Risks increased on US protectionism fears
Most commodity prices appreciated over the past three months, except for oil (Brent), palladium, sugar and gas (TTF). All-in-all, the CRB-index increased by 6% since mid-December 2017. But over the past few weeks, uncertainty in commodity markets has increased and investor sentiment dampened.
We remain neutral in our commodity price outlook. Global economic growth provides a solid base, but risks have increased in the short term. These risks relate to a potential tightening of financial conditions (Fed rate hikes), increased geopolitical tensions and growing risk aversion amongst investors in commodity markets with rising trade tensions. Trump’s tariffs tend to threaten trade ties on a global scale. Due to the increased US protectionism, risks are rising and threaten to derail a recovery in global growth. Uncertainty remains high, because it is unclear to what extent these trade tensions will escalate.

----

### [List of tasks]
A) Rewrite the commodity outlook text, starting with "Risks increased on" and going on through "investor sentiment dampened.", and put "platinum" in place of "palladium".
B) Return each line of the rows below that contains the string "green". Case counts.

----

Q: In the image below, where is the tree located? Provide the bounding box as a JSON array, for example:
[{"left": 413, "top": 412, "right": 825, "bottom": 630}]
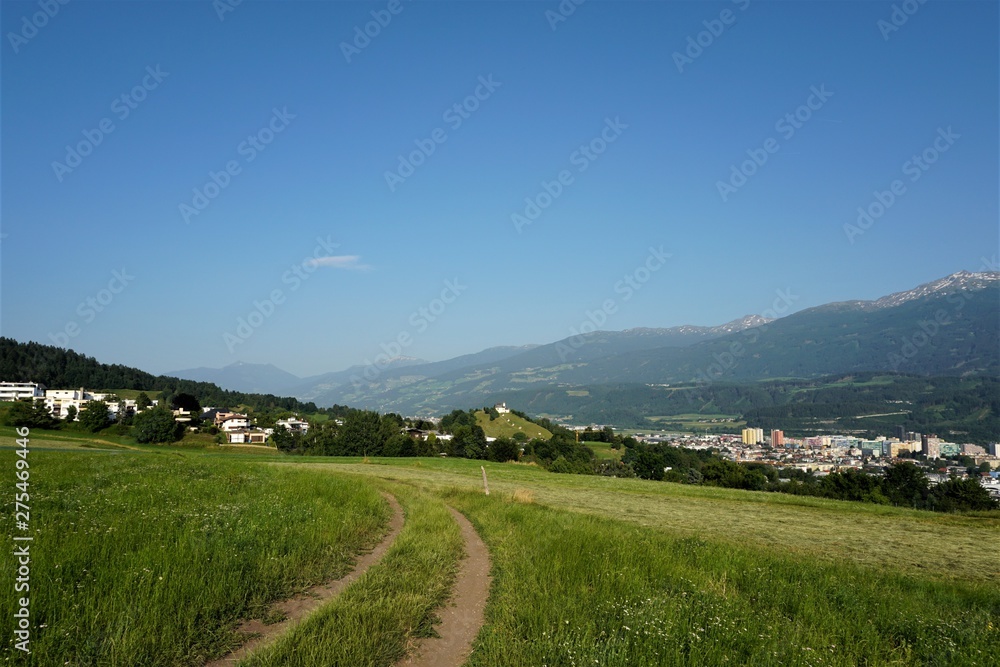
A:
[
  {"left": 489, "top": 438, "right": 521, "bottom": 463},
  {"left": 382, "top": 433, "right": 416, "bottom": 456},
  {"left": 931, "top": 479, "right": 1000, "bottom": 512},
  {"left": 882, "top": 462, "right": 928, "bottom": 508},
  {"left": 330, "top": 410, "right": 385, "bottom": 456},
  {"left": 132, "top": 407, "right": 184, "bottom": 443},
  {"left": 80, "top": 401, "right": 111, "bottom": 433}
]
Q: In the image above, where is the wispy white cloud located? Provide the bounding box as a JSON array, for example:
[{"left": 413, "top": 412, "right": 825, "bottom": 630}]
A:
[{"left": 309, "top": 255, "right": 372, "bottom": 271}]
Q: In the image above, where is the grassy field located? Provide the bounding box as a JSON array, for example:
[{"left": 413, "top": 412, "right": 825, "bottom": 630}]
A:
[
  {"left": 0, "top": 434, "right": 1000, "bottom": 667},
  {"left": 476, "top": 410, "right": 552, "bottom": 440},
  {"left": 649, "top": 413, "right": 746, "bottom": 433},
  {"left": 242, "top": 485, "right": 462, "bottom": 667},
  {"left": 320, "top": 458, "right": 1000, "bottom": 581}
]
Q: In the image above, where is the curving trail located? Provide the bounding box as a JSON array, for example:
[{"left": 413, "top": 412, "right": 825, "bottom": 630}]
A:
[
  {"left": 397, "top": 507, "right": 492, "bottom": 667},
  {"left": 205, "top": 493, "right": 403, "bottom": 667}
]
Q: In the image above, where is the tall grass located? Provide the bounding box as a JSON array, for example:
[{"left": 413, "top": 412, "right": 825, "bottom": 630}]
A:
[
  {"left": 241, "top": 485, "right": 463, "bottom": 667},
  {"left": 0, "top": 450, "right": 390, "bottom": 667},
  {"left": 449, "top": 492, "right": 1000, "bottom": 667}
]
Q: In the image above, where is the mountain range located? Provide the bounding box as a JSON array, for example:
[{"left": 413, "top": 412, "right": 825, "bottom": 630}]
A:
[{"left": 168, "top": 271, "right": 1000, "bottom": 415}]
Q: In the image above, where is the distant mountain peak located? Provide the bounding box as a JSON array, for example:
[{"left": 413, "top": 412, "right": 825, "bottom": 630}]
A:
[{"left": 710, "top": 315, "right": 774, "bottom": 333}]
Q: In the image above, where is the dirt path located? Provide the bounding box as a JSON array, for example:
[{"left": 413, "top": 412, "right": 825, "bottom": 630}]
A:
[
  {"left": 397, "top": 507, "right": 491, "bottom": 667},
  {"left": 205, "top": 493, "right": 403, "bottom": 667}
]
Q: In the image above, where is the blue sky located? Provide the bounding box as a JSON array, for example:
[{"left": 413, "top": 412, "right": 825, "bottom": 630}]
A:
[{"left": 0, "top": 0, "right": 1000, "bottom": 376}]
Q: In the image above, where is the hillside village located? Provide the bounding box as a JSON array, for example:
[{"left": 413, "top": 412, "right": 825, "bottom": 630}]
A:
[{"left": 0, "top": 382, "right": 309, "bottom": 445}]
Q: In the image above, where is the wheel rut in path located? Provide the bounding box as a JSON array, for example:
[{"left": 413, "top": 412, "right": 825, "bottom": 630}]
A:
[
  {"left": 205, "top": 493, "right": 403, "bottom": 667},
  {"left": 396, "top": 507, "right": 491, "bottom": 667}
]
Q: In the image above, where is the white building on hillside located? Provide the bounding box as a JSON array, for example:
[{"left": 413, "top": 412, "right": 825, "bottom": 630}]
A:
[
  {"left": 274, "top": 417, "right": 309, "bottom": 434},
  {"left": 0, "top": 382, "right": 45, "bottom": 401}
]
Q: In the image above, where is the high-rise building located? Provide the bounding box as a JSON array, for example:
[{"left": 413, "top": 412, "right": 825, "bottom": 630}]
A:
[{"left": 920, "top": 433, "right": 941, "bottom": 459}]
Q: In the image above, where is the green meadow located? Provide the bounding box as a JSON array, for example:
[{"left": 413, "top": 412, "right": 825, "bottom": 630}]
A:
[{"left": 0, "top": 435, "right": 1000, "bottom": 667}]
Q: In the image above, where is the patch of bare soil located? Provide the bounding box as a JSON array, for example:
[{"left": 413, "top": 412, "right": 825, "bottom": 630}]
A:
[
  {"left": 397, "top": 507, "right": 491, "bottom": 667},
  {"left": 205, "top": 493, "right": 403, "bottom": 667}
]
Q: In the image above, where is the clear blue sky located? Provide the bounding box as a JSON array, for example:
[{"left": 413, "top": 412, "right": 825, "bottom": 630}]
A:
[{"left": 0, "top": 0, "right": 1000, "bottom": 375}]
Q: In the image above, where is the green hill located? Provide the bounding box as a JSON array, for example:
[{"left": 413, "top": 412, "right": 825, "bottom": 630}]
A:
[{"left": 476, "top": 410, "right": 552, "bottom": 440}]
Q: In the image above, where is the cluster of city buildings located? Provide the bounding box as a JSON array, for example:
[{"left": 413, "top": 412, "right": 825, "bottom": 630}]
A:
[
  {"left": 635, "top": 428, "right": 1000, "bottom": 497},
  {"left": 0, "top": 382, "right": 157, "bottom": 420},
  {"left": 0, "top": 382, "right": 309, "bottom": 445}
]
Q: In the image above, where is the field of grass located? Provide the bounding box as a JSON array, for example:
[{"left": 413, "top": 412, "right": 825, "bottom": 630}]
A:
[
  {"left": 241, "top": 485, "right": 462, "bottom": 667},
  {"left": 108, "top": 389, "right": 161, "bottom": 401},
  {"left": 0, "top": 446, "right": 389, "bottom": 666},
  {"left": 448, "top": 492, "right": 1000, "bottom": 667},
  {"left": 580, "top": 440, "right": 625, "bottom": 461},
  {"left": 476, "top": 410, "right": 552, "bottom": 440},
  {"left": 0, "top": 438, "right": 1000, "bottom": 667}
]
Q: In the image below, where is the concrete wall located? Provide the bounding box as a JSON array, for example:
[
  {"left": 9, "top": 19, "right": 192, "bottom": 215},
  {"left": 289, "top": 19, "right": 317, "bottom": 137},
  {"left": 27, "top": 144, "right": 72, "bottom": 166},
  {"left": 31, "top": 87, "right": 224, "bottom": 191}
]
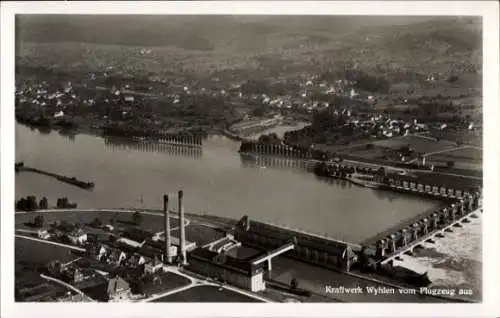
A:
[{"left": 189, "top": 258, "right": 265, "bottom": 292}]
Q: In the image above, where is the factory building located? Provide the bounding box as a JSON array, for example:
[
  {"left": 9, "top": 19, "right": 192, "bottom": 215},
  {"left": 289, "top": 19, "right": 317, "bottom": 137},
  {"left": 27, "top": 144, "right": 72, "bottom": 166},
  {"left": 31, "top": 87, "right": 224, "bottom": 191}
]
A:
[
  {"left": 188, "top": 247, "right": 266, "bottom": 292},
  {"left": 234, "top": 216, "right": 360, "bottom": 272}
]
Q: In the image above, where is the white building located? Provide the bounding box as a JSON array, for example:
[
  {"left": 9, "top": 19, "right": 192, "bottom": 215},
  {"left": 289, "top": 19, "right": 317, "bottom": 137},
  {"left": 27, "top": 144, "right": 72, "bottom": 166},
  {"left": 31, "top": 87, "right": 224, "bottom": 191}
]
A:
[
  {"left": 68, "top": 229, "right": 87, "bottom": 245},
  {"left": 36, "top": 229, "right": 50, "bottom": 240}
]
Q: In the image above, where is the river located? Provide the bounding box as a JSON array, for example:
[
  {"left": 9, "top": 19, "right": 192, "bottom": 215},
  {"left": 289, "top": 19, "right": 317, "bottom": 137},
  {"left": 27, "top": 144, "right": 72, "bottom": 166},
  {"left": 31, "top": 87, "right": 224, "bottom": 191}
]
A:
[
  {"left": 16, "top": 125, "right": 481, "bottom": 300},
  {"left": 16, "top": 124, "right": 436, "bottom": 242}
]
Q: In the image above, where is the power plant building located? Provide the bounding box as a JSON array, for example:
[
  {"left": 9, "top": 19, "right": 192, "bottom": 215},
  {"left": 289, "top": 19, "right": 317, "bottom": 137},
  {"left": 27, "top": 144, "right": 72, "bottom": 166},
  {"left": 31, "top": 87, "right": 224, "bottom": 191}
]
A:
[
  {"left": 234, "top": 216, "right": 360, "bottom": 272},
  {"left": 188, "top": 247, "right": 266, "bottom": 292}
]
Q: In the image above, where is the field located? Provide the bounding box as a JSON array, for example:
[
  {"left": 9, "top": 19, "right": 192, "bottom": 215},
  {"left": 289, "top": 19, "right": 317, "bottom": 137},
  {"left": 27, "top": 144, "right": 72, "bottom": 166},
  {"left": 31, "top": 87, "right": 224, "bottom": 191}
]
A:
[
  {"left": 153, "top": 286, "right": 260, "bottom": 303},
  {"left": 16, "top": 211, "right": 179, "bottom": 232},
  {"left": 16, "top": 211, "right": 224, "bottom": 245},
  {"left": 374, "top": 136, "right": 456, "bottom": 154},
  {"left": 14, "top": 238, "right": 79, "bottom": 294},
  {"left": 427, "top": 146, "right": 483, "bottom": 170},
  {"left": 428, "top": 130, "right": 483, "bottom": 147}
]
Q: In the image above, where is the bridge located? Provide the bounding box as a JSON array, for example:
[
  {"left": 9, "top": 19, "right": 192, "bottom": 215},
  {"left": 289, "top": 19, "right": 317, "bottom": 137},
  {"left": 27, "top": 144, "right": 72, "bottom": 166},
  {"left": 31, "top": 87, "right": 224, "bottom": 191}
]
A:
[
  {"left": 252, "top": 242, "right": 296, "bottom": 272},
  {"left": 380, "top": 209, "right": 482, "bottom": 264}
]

----

### [Answers]
A)
Risks increased on US protectionism fears
Most commodity prices appreciated over the past three months, except for oil (Brent), platinum, sugar and gas (TTF). All-in-all, the CRB-index increased by 6% since mid-December 2017. But over the past few weeks, uncertainty in commodity markets has increased and investor sentiment dampened.

B)
Q: In the image above, where is the green meadow located? Provide the bounding box as a JSON array, for example:
Q: In the image above, where is the green hill located? Provide the bounding box as a JSON array, for example:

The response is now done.